**Study text**

Strain on Food Supply
The U.S. food supply has been strained as the omicron variant has stretched workforces from processing plants to grocery stores. In Arizona, 1 in 10 processing plant and distribution workers at a major produce company were recently out sick. In Massachusetts, employee illnesses have slowed the flow of fish to supermarkets and restaurants. A grocery chain in the Southeast had to hire temporary workers after approximately one-third of its distribution center employees became ill.
Pharmacies' Temporary Closures
On Jan. 14, Walgreens and CVS Health Corp. said they had to temporarily shut some stores due to staffing issues. CVS said the store closures over the following weekend were in response to the omicron variant and staffing shortages. A Walgreens spokesperson said the closures affected less than 1 percent of the company's nearly 9,000 stores.
(Reuters)
Omicron May Have Peaked Nationwide
While the number of COVID-19 cases attributed to the omicron variant remains high, there are signs that it has peaked nationwide. Through Friday, the U.S. was averaging about 720,000 new cases a day, down from approximately 807,000 the preceding week. But there still are sharp increases in infections in some states in the West, South and Great Plains.
Recent Supreme Court Rulings
Now that the U.S. Supreme Court has blocked the Occupational Safety and Health Administration's vaccine-or-testing rule for large employers, businesses may want to review their COVID-19-related workplace policies. In a separate recent opinion, the Supreme Court lifted the stay on a vaccination directive for health care providers that are Medicare or Medicaid recipients.

**Data section**
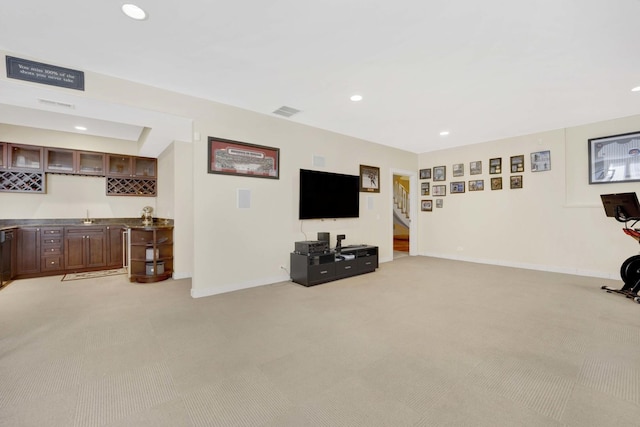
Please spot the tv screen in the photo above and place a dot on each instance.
(626, 202)
(328, 195)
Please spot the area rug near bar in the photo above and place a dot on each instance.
(93, 274)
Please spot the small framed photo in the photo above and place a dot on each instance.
(457, 187)
(369, 179)
(496, 183)
(440, 173)
(439, 190)
(541, 161)
(495, 165)
(516, 181)
(517, 163)
(614, 158)
(476, 185)
(475, 168)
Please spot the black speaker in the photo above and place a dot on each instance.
(324, 237)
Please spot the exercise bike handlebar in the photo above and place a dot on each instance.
(621, 217)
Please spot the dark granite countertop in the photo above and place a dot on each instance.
(7, 224)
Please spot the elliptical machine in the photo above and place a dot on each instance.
(624, 207)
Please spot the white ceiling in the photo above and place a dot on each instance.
(481, 70)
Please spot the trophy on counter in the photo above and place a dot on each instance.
(147, 217)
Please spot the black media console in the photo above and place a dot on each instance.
(314, 269)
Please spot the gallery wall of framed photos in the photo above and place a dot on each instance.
(434, 180)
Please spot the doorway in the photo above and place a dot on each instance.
(401, 215)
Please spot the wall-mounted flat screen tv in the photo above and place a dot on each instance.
(328, 195)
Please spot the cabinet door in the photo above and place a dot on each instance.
(90, 163)
(74, 250)
(57, 160)
(28, 251)
(3, 155)
(114, 246)
(144, 167)
(25, 157)
(118, 165)
(96, 249)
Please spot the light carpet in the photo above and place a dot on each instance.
(420, 342)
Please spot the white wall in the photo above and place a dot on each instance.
(555, 222)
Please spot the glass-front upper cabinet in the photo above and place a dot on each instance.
(24, 157)
(58, 160)
(119, 165)
(90, 163)
(145, 167)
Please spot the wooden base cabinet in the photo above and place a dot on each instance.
(150, 253)
(28, 251)
(85, 247)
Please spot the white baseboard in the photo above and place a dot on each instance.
(177, 275)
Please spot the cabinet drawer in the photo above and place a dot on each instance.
(321, 273)
(51, 263)
(367, 263)
(52, 241)
(51, 250)
(50, 232)
(346, 268)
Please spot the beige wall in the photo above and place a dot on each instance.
(555, 222)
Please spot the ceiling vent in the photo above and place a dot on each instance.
(56, 103)
(286, 111)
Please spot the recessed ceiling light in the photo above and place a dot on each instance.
(134, 12)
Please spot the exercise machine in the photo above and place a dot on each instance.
(624, 207)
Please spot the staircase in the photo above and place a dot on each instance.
(400, 205)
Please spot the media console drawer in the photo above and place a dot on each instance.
(310, 270)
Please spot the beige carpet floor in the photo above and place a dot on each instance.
(420, 342)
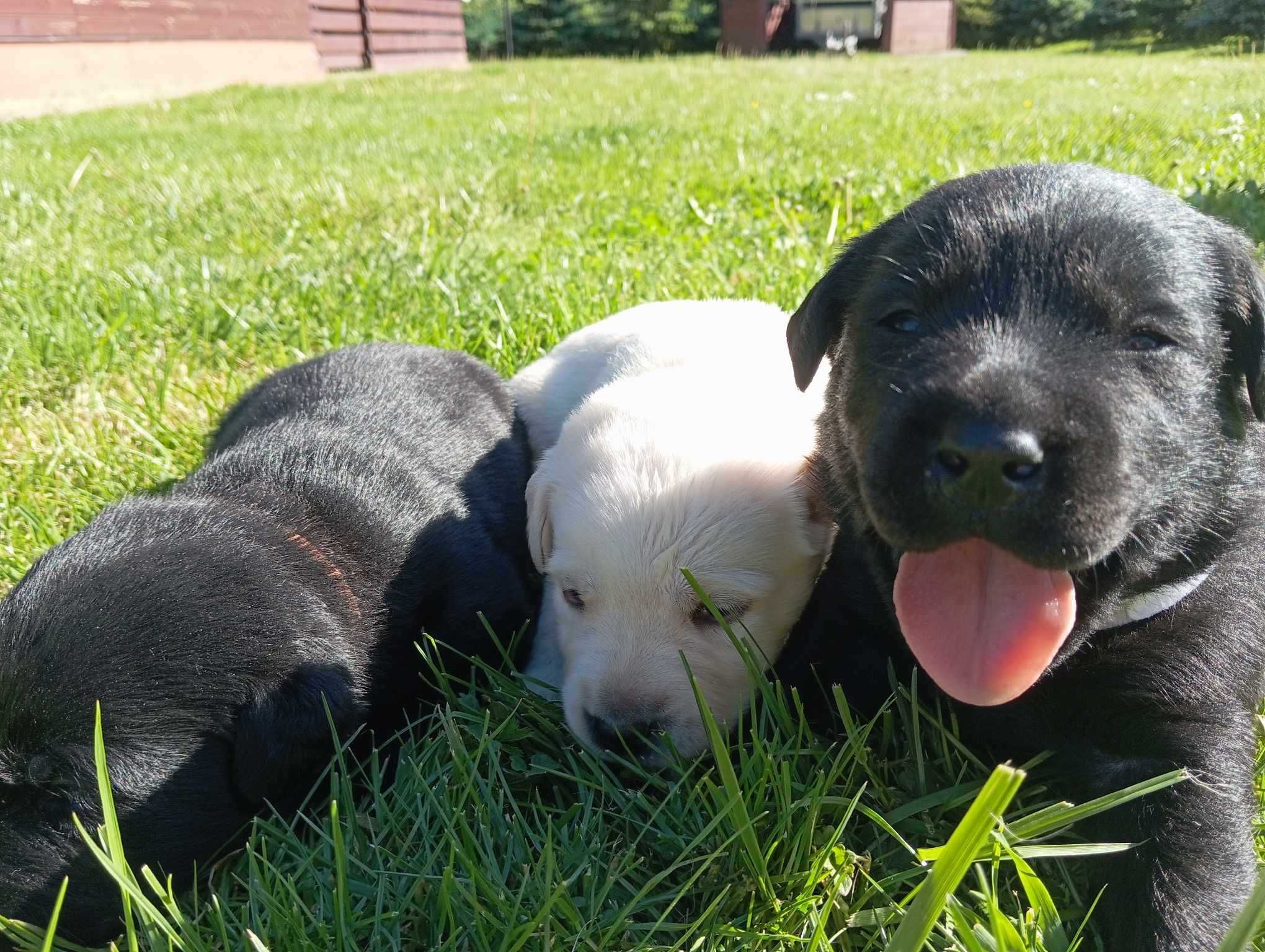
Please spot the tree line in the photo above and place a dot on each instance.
(1036, 22)
(628, 27)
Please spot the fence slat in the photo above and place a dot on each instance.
(415, 42)
(397, 62)
(414, 23)
(335, 22)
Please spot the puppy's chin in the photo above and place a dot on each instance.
(682, 735)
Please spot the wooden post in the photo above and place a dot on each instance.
(367, 33)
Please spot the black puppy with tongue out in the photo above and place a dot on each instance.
(1042, 436)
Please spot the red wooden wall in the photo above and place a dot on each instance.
(350, 35)
(919, 25)
(389, 35)
(50, 20)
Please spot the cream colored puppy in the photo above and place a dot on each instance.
(670, 436)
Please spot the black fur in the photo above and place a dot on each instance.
(1021, 298)
(348, 503)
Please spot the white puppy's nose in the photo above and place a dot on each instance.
(614, 736)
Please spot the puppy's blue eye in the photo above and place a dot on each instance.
(902, 323)
(1148, 340)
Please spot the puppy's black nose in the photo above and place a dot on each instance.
(986, 464)
(634, 736)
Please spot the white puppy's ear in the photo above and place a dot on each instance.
(810, 485)
(539, 527)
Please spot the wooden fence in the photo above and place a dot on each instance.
(388, 35)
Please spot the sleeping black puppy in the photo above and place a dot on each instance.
(1040, 439)
(350, 503)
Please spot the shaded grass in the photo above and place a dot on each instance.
(156, 261)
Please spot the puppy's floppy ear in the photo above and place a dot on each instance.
(283, 736)
(1244, 312)
(817, 324)
(811, 487)
(539, 526)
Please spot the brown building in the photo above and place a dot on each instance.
(78, 53)
(899, 25)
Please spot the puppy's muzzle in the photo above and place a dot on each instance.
(986, 465)
(613, 735)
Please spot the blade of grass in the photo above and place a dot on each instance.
(963, 846)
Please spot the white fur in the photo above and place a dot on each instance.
(670, 436)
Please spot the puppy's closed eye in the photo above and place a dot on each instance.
(703, 616)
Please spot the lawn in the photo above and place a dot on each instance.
(156, 261)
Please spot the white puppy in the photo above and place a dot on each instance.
(670, 436)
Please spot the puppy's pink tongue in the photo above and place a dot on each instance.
(982, 624)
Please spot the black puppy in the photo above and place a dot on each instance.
(1040, 438)
(348, 505)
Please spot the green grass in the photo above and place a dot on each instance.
(156, 261)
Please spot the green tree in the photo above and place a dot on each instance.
(611, 27)
(1112, 18)
(1168, 18)
(1230, 18)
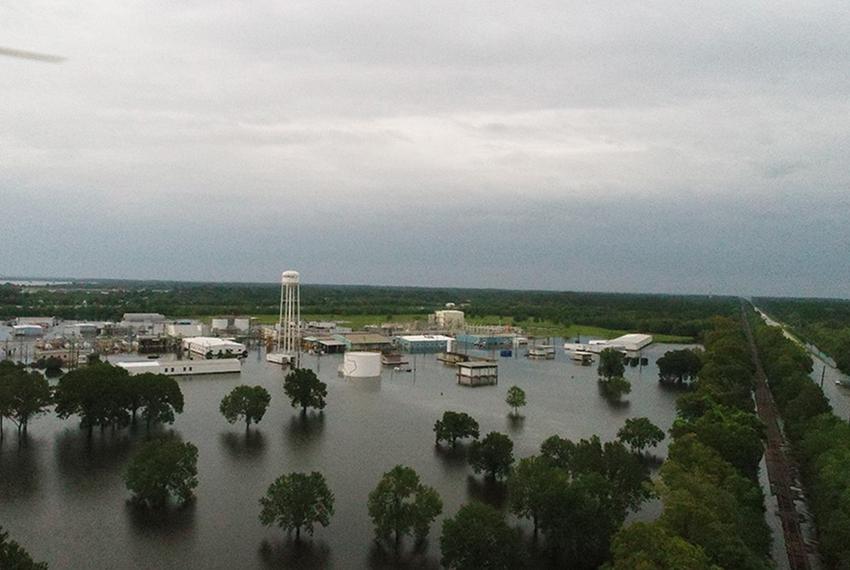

**Apply what you read**
#1 In the omicron update, what share of Walgreens' nearly 9,000 stores did a spokesperson say the closures affected?
#2 Copy word for word the part of the omicron update starting with "Strain on Food" and going on through "employees became ill.".
Use only the omicron update to answer.

**Results for the exercise**
#1 Less than 1 percent.

#2
Strain on Food Supply
The U.S. food supply has been strained as the omicron variant has stretched workforces from processing plants to grocery stores. In Arizona, 1 in 10 processing plant and distribution workers at a major produce company were recently out sick. In Massachusetts, employee illnesses have slowed the flow of fish to supermarkets and restaurants. A grocery chain in the Southeast had to hire temporary workers after approximately one-third of its distribution center employees became ill.